> Given task 1
Decide whether each statement agrees with the passage on ACPI device status. Answer yes or no and quote the deciding words of the passage. (a) Windows relies on _STA to decide whether a device should be enumerated. (b) On-SoC devices can be removed from the SoC chip. (c) The operating system evaluates the _DIS method whenever the driver is removed.
> Given task 2
Write out the stretch of the passage on ACPI device status from "If a driver" through "bit in _STA." again, switching "device hardware" to "device circuitry" each time it occurs.

ACPI-enumerated devices can be disabled or removed for a variety of reasons. The Status (_STA) object is provided to enable such status changes to be communicated to the operating system. For a description of _STA, see section 6.3.7 of the ACPI 5.0 specification. Windows uses _STA to determine if the device should be enumerated, shown as disabled, or not visible to the user. This control in the firmware is useful for many applications, including docking and USB OTG host-to-function switching.

Additionally, ACPI provides a notification mechanism that ASL can use to notify drivers of events in the platform, such as a device being removed as part of a dock. In general, when an ACPI device’s status changes, the firmware must perform a «device check» or «bus check» notification to cause Windows to re-enumerate the device and re-evaluate its _STA. For information about ACPI notifications, see section 5.6.6, «Device Object Notifications», of the ACPI 5.0 specification.

Enable/disable

As part of Windows Plug and Play, drivers must be capable of being dynamically enabled and disabled by the user or by the system (for example, for updating a driver).

On-SoC devices are integrated into the SoC chip and cannot be removed. Drivers for most on-SoC devices can be exempted from the requirements for enable and disable. For those drivers that are not exempt, there are driver interfaces for indicating that the driver supports orderly removal. For more information, see the document titled «Reducing PNP Requirements for SoC Drivers» on the Microsoft Connect web site.

If a driver supports orderly removal, and the device hardware can be disabled (that is, the device can be configured to stop accessing its assigned resources), then the ACPI namespace node for the device can include the Disable (_DIS ) object. This method will be evaluated by the operating system whenever the driver is removed. Use of _DIS has the following additional requirements:

• _STA must clear the «enabled and decoding its resources» bit whenever the device is disabled.
• The device must provide the Set Resource Settings (_SRS) object to re-enable the device hardware and set the above bit in _STA.

For more information, see sections 6.2.3 (_DIS), 6.2.15 (_SRS), and 6.3.7 (_STA) of the ACPI 5.0 specification.

Region outline items

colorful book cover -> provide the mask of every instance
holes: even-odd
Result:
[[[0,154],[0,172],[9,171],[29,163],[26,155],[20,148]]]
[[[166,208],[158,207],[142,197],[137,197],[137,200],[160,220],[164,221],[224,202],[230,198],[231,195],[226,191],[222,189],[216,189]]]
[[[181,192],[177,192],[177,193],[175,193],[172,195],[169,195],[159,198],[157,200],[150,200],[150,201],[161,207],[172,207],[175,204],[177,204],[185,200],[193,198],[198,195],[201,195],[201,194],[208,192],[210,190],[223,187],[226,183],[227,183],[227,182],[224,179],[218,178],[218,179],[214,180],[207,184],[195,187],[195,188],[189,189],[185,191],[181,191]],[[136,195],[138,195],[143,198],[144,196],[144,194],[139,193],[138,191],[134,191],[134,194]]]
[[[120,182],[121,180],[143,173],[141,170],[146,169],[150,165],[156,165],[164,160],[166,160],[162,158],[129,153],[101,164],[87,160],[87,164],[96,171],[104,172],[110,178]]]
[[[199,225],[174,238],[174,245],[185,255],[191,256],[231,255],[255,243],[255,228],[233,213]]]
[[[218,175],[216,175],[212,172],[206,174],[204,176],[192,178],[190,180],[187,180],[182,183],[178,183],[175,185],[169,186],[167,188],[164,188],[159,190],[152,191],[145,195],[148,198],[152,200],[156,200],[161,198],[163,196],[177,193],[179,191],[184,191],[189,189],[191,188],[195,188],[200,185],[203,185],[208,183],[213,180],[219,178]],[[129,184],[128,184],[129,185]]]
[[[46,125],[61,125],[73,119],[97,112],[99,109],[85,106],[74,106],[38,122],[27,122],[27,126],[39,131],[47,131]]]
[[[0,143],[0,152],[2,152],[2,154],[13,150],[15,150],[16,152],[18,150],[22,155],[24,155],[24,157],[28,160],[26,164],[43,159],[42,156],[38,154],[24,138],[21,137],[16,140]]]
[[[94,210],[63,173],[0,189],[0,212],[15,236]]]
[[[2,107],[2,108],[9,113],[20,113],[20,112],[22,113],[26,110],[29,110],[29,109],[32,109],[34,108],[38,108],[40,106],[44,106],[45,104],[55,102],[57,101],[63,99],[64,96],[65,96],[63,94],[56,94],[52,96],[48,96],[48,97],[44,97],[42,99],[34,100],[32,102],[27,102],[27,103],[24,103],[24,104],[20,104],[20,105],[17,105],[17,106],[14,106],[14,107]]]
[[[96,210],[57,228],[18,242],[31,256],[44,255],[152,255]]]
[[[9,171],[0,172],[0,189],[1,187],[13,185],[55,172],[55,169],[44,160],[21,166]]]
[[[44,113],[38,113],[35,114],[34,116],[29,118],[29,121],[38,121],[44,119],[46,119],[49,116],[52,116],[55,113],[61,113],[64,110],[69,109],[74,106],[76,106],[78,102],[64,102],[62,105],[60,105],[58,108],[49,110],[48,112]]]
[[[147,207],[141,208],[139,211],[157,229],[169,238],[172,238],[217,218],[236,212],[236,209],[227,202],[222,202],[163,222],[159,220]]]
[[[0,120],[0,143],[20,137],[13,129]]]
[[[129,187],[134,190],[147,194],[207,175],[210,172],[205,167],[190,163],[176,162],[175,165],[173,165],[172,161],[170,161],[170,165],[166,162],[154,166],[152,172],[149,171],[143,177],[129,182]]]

--

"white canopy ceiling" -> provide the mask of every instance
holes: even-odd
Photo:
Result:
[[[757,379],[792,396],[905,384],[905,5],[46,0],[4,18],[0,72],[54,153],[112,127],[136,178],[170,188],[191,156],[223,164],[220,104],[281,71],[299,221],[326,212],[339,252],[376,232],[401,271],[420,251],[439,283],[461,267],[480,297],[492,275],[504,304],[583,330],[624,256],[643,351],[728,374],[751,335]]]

* * *

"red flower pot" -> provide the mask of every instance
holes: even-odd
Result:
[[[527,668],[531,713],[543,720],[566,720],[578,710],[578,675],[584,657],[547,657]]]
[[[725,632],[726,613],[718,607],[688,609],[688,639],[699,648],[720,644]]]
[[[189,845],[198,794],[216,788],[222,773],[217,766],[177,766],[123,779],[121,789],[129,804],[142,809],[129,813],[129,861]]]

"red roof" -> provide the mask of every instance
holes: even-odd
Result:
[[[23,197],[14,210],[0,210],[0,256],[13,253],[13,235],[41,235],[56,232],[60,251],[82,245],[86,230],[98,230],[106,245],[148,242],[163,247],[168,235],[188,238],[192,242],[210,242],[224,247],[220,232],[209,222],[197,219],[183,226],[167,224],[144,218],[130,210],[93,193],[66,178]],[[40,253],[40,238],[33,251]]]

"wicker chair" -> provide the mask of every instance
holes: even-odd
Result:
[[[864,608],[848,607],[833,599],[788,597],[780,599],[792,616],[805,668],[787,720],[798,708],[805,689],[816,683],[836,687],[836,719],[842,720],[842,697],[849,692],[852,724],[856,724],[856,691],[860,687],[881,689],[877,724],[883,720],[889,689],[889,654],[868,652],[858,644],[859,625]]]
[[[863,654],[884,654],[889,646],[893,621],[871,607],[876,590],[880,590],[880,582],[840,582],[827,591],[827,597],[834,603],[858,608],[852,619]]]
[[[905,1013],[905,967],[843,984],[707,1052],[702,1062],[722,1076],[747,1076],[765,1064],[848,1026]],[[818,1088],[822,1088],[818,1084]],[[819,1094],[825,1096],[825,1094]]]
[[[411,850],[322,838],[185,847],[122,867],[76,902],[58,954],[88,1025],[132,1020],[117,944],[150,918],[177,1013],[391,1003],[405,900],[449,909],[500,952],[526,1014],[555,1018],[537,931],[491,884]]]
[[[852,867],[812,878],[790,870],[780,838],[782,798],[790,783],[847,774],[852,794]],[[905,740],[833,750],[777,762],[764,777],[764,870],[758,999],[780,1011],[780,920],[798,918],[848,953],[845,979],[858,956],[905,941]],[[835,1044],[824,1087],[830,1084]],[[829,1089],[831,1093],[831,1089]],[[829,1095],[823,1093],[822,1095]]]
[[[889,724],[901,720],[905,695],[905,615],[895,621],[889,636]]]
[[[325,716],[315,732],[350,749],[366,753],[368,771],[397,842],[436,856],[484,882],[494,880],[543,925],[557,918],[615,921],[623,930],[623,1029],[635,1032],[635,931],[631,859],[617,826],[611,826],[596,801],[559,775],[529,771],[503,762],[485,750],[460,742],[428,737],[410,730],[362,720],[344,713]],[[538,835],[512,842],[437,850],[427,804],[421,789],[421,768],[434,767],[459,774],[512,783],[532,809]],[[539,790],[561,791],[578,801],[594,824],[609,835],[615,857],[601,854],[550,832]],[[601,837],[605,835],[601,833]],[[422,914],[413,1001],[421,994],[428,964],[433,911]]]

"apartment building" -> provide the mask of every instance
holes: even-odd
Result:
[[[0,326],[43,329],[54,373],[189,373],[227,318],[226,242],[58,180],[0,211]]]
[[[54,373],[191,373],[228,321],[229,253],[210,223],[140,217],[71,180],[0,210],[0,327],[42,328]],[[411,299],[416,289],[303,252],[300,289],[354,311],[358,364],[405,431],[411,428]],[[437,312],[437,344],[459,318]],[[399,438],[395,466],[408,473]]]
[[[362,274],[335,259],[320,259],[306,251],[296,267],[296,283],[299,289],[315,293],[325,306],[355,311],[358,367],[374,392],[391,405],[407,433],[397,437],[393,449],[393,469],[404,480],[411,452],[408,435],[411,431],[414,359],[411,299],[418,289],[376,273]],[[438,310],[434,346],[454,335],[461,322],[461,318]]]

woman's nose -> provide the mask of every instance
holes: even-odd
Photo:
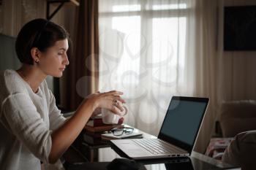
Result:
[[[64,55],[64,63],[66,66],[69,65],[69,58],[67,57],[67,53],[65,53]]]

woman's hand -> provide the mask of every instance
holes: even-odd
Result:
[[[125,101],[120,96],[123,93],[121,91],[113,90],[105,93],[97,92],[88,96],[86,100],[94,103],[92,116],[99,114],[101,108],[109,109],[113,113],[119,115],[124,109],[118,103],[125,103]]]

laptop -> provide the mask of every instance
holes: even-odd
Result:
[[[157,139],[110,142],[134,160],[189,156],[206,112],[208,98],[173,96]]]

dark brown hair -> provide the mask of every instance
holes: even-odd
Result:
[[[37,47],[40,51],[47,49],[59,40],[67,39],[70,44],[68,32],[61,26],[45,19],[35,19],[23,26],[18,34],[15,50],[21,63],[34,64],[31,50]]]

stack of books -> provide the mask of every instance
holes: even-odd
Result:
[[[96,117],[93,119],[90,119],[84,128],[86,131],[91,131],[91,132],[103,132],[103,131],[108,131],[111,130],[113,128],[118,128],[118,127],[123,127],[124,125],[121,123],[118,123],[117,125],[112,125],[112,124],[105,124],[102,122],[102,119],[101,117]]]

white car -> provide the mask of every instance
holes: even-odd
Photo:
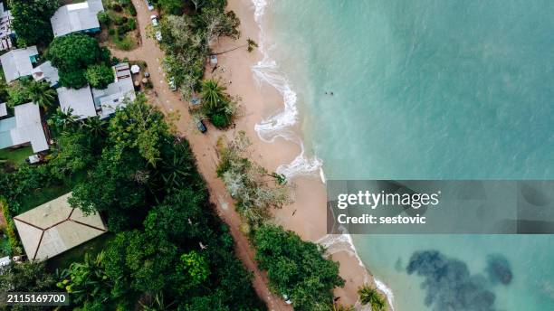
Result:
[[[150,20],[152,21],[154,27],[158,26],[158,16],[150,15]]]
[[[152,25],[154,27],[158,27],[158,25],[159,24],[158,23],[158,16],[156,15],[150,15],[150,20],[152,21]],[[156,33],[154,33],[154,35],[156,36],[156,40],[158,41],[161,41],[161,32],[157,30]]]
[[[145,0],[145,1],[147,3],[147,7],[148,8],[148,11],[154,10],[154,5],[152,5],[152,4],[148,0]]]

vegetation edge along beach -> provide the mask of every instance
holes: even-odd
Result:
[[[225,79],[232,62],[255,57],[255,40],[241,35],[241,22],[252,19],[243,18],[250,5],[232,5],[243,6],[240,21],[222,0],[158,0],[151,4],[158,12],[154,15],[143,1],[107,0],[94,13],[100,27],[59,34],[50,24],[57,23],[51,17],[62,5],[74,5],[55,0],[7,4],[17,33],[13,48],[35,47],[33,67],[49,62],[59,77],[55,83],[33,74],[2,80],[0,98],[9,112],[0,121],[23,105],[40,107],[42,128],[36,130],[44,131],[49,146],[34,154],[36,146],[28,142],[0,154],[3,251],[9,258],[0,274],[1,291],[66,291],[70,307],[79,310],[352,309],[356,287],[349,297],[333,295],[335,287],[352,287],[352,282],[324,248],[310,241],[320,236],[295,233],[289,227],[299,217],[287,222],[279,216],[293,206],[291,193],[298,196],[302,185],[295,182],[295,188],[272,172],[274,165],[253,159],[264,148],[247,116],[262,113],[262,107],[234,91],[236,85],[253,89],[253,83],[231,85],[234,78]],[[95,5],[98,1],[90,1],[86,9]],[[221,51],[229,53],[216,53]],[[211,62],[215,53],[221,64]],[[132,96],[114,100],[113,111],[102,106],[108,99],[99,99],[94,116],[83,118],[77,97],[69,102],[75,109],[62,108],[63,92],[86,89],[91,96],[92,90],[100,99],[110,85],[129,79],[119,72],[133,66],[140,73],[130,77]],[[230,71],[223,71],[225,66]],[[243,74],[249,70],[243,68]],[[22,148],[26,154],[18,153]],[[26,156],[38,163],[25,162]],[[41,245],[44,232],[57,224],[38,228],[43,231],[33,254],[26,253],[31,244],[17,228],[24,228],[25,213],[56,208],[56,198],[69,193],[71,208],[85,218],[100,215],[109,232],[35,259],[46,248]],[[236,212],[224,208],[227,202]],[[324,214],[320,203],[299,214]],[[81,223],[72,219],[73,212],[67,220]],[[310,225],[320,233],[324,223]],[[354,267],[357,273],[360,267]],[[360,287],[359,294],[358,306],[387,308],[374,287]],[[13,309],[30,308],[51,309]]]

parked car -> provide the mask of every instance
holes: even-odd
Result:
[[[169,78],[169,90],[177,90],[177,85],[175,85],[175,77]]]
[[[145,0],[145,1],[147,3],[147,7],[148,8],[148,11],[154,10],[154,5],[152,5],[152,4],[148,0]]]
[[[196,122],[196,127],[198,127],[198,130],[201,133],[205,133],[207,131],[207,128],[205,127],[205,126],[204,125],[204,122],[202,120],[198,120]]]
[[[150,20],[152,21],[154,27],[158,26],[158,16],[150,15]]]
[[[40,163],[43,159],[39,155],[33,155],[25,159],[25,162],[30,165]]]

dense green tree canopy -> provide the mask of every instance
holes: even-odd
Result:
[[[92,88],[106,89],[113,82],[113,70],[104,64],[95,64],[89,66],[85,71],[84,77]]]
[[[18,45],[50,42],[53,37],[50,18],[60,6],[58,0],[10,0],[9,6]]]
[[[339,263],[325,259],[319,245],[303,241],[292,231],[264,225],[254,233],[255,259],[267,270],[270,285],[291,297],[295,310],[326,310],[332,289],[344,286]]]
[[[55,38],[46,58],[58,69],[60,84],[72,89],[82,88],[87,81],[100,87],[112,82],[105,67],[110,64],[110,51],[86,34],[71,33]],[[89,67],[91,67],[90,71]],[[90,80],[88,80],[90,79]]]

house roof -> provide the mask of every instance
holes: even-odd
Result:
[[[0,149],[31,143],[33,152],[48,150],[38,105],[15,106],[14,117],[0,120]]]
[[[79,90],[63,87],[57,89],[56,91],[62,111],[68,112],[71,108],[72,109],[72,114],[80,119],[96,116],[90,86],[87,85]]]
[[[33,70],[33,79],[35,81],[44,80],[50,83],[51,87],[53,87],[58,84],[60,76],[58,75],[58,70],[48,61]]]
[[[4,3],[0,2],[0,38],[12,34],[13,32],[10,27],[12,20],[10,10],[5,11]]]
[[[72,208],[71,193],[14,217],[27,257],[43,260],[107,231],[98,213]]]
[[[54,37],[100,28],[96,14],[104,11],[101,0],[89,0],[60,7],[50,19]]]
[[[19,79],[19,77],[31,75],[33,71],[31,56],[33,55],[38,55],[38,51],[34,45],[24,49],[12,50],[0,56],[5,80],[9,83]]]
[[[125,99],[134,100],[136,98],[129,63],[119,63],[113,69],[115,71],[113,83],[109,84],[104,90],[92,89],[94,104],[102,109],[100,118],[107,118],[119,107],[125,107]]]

> Written response 1
(a) Yes: "Windows uses _STA to determine if the device should be enumerated, shown as disabled, or not visible to the user."
(b) No: "On-SoC devices are integrated into the SoC chip and cannot be removed."
(c) Yes: "This method will be evaluated by the operating system whenever the driver is removed."

> Written response 2
If a driver supports orderly removal, and the device circuitry can be disabled (that is, the device can be configured to stop accessing its assigned resources), then the ACPI namespace node for the device can include the Disable (_DIS ) object. This method will be evaluated by the operating system whenever the driver is removed. Use of _DIS has the following additional requirements:

• _STA must clear the «enabled and decoding its resources» bit whenever the device is disabled.
• The device must provide the Set Resource Settings (_SRS) object to re-enable the device circuitry and set the above bit in _STA.